▶ [QUESTIONS]
[A] Recast the paragraph of the blog post that begins "This explains his constant tripping" as a short bulleted list that keeps its main facts.
[B] According to the blog post, why did the family welcome Jnr's diagnosis? Answer in one to three sentences.
[C] Write the next few sentences of the blog post, picking up after its final sentence.

▶ [PASSAGE]
- Opening Delimiter -
I have always view my son's regressions as a good sign indicating posititve development going to happen, or sometimes, already happened.


We have always embraced Jnr's diagnosis positively. I think we welcomed it, becoz finally, we have confirmed idea of what we're dealing with. It has made life so much more easier and predictable to a certain degree. We have used it to guide us positively thru all his challenges.


Which is why it gives me a rather rude shock when faced with another mum, who refuses to acknowledge thier child have obvious challenges. Why?


BWS
SharonBugs.

Friday 5 June 2009

June 2009 - another milestone in our lives and.....

What have we been doing recently? Well, nothing much other than Jnr is really keen on company and desperate for friends. He has been constantly complaining that he is lonely....baggering me for a sibling.....a dog....even suggest that we adopt one of those poor kids in Africa LOL!! I think he must have been reading my Grazia mags about Angelina and Madonna LOL!!

So we have been busy, diligently attending each and every homeschooling gathering...and Jnr have truly been enjoying himself playing with other children.


But the recently milestone achieved in our lives has nothing to do with lessons.

We are becoming more aware of Jnr's challenges as he grows another year older. We've finally found the last puzzle to his erratic hyper active behaviour. It is not the diet, it's not gluten, it is not about lack of structure, it is not sugar tho aspartame is still very much an enemy. It's now confirm - it's his sensory intergration.

Jnr suffers from multisensory intergration dysfunction (SID or just SI as it's commonly known).

This explains his constant tripping over his own 2 feet, him constantly flinging himself and rolling on the floor; banging and jumping on the bed and sofa; his headaches and his many erratic moods. Now we truly understood why his hyper activeness switches on and off like a light switch. It is his sensory re-action to his environments.


The occupational therapist have managed to resolved Jnr's issue with writing IN ONE SESSION!!! It's a tri-angular special rubber grip that is slipped onto the pencil. Jnr amazed me and his dad with the most perfect, straight, even-sized and shaped alphabets as he copied off what therapist wanted him to.
- Closing Delimiter -
[Object descriptions in free text]
- Opening Delimiter -
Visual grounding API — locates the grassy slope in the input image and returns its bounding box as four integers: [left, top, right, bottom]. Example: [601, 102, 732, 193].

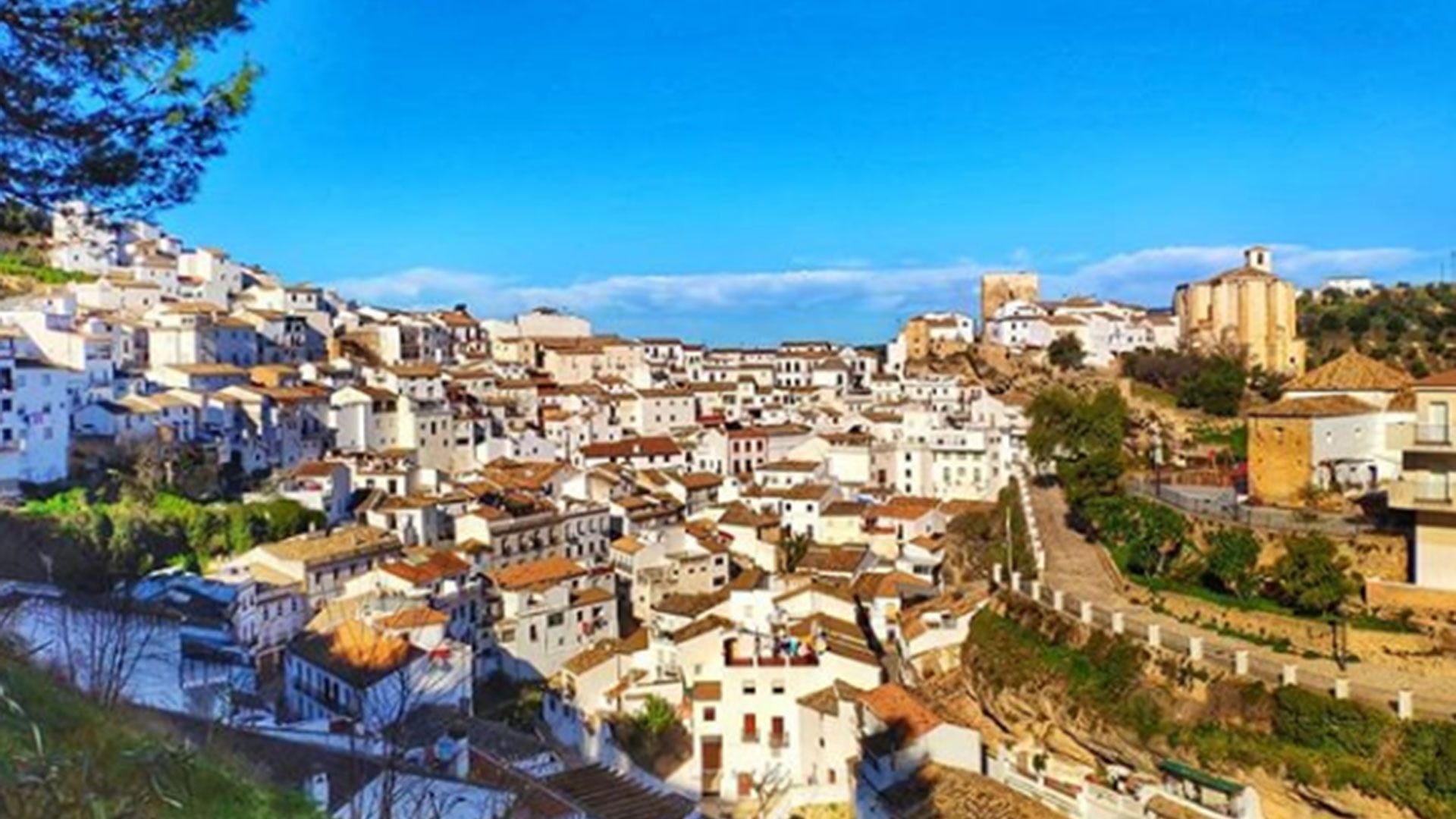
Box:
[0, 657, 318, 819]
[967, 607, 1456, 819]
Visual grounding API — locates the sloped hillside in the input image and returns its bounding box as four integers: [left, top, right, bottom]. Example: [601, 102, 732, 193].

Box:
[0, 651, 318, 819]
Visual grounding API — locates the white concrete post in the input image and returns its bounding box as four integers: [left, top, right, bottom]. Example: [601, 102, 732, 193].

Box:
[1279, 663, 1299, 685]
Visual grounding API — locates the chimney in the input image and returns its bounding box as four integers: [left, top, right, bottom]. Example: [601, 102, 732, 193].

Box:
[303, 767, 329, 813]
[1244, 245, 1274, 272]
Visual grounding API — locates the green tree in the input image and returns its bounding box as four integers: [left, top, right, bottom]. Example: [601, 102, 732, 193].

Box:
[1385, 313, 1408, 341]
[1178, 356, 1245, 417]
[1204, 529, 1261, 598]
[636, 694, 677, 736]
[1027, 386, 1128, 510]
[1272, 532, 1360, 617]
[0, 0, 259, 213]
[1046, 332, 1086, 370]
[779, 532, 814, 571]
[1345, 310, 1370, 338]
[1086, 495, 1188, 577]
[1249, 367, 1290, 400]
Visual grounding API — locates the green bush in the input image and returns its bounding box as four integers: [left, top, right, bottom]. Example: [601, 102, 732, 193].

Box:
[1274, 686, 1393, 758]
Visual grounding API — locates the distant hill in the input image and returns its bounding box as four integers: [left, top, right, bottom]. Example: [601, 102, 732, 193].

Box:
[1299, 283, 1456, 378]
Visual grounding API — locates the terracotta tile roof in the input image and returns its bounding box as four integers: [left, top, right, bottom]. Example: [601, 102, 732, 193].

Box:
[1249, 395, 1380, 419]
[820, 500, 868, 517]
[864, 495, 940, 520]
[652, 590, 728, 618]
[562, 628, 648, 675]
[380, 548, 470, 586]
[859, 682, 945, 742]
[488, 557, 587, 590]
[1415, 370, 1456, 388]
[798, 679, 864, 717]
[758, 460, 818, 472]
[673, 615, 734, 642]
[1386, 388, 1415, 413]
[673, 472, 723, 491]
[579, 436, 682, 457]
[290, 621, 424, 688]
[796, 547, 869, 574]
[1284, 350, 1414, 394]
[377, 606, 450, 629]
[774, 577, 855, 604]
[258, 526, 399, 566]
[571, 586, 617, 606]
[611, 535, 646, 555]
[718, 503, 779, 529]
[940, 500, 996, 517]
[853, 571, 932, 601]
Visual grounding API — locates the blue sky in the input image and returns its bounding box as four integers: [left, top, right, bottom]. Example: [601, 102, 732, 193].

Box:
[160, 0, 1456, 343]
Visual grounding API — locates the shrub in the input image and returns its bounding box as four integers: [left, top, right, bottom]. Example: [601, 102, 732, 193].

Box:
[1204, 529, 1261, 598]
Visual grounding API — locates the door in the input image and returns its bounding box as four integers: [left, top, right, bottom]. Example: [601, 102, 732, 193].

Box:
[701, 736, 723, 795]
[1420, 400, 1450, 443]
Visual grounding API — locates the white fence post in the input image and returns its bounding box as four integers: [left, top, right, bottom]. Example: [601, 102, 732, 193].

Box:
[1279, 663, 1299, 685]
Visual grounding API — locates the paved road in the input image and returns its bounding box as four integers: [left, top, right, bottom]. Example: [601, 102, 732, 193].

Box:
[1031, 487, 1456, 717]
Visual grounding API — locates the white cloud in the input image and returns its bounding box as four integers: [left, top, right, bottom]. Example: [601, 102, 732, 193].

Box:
- Closing Delimiter -
▶ [EXPECTED RESULTS]
[A]
- The sensory integration dysfunction accounts for Jnr's:
  - frequent tripping over his own feet
  - flinging himself and rolling on the floor
  - banging and jumping on the bed and sofa
  - headaches
  - erratic moods
- His hyperactivity switches on and off like a light switch.
- This happens because of his sensory reaction to his environments.

[B] They welcomed it because it finally gave them a confirmed idea of what they were dealing with. It made life much easier and, to a certain degree, more predictable, and it helped guide them through his challenges.

[C]
While he thorougly enjoyed and and thrived on the challenge and breeze thru his speech assessment 2 months ago, this time round was a totally different story.

He really struggle thru his occupational assessment, doing simple task like drawing and writing and walking and jumping; stopping halfway refusing to continue. Jnr very immediately repond to his stress environment by being comical and started flopping and dropping himself onto the ground, launching and flinging and rolling himself on the soft padded floor. It was his sensor requiring extreme feelings to help himself digest what is goin on.

This has help me see why and how he used to struggle in school, in the fair group and in the mall or supermarket.

So I've learnt deep pressure therapies. Him wanting to chew gum is supposed to be beneficial for his hypo sensors in his mouth. And when he starts to constantly jump and bounce on sofa and the bed, then it's time to do some deep pressure therapy. This requires Jnr to lie down on his tummy, on a long cushion and me bouncing and rolling a rubber gym ball over him, applying pressure. Amazingly, this child can actually lie still, absolutely motionless for 20 minutes. With regular sessions, my beloved genius child will soon learn to face and accommodate his world better.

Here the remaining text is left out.